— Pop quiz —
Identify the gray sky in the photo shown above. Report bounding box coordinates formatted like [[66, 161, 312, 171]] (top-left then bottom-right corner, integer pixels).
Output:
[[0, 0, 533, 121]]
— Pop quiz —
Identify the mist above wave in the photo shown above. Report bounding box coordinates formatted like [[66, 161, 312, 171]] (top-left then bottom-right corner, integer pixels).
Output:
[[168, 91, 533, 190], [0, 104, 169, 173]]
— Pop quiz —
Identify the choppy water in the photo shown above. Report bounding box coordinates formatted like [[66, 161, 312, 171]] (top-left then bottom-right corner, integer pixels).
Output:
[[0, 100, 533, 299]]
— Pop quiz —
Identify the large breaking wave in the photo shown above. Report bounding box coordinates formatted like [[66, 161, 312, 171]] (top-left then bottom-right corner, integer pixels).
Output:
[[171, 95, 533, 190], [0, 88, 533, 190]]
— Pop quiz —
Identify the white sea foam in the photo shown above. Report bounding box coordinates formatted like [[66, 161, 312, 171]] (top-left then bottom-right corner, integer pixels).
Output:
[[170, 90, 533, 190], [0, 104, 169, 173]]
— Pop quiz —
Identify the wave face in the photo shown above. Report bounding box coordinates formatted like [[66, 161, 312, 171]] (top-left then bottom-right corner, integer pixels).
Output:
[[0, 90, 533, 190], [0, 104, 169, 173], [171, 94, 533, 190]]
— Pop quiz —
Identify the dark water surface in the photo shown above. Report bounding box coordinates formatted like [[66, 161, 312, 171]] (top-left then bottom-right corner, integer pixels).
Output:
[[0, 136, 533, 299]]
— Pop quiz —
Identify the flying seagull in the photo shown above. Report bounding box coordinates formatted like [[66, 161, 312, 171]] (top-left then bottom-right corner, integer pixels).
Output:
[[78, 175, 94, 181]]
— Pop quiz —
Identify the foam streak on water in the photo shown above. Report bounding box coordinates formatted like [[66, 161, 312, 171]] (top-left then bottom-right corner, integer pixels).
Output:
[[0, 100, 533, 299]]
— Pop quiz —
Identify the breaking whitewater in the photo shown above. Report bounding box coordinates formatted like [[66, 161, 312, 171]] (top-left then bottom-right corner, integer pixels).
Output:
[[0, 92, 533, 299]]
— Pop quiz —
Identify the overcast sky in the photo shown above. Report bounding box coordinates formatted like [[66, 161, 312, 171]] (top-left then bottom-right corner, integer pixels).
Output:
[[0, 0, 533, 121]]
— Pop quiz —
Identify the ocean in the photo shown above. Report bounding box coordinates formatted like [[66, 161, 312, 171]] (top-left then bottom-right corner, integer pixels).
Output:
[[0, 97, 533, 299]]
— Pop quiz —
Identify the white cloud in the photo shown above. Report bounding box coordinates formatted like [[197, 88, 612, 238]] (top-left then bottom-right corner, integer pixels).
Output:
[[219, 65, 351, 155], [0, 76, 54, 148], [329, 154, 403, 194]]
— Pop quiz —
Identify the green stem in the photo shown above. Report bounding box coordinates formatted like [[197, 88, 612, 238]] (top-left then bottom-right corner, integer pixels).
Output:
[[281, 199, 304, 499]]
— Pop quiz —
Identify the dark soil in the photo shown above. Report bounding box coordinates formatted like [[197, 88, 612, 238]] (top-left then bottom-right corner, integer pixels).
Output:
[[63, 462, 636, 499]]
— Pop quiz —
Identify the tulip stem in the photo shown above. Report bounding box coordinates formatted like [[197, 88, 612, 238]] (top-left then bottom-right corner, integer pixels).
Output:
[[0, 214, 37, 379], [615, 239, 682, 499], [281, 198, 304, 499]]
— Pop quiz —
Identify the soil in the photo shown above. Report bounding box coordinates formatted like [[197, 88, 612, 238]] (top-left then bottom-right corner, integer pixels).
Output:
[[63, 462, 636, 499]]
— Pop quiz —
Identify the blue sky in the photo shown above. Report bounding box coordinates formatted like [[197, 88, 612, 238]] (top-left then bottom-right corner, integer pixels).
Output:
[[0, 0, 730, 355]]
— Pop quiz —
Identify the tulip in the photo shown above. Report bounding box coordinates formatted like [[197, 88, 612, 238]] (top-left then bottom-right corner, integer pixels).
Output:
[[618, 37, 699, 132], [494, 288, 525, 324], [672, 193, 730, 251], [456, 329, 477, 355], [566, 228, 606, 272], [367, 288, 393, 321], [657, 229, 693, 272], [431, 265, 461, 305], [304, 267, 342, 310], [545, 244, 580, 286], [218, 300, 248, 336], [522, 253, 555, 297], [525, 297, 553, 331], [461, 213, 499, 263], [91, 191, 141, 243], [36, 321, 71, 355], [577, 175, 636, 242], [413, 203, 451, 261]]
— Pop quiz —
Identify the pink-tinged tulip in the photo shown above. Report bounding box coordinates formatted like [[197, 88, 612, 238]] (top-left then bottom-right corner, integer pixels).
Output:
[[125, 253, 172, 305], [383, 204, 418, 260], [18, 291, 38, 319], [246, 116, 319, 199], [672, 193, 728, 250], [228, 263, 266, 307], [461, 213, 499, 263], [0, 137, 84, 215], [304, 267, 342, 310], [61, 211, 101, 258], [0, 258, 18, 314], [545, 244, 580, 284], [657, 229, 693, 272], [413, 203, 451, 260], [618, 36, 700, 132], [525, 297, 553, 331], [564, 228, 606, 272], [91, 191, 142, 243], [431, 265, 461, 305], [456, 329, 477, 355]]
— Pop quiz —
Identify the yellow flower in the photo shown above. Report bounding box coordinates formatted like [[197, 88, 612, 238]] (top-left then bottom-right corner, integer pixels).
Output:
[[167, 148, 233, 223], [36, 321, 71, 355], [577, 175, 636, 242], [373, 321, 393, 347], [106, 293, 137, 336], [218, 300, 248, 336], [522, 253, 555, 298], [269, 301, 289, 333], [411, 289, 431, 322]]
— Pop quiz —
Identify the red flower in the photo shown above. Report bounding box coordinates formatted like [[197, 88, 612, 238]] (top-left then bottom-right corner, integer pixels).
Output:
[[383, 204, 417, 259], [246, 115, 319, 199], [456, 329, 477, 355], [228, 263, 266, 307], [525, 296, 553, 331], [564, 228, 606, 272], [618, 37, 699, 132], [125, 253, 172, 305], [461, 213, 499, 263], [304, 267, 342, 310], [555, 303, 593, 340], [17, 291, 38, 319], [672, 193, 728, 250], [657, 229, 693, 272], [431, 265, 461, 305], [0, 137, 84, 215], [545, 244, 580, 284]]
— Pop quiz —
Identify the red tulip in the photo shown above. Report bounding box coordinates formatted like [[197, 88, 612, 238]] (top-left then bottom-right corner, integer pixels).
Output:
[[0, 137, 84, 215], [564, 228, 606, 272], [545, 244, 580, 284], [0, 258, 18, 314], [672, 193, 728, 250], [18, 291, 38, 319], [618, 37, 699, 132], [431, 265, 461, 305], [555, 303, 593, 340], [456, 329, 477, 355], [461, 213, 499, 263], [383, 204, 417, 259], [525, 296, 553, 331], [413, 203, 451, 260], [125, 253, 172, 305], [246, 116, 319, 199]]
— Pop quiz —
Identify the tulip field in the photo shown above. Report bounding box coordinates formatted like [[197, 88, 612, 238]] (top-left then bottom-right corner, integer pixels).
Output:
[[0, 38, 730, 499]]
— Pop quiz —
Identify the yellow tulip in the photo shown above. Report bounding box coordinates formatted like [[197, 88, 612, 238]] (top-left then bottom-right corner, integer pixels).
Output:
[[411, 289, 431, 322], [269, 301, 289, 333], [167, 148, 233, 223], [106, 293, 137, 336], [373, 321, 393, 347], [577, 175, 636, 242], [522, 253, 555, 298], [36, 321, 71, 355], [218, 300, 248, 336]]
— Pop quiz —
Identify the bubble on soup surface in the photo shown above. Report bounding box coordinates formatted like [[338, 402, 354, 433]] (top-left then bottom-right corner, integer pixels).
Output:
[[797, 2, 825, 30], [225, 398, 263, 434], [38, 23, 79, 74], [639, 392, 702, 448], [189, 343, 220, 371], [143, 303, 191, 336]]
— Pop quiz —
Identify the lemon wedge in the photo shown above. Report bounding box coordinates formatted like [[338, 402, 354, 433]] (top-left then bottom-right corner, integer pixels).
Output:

• **WHAT IS ASKED**: Show every line of the records that contains the string "surface", matching case exactly.

• **RIGHT ANSWER**:
Identify the dark water surface in the photo shown above. Report bounding box coordinates formatted like [[66, 161, 312, 171]] (top-left then bottom-right corner, integer pixels).
Identify the bubble on soup surface in the photo shown above. Report bounding box coordinates formatted like [[338, 402, 354, 433]] (top-left then bottom-right corner, integer pixels).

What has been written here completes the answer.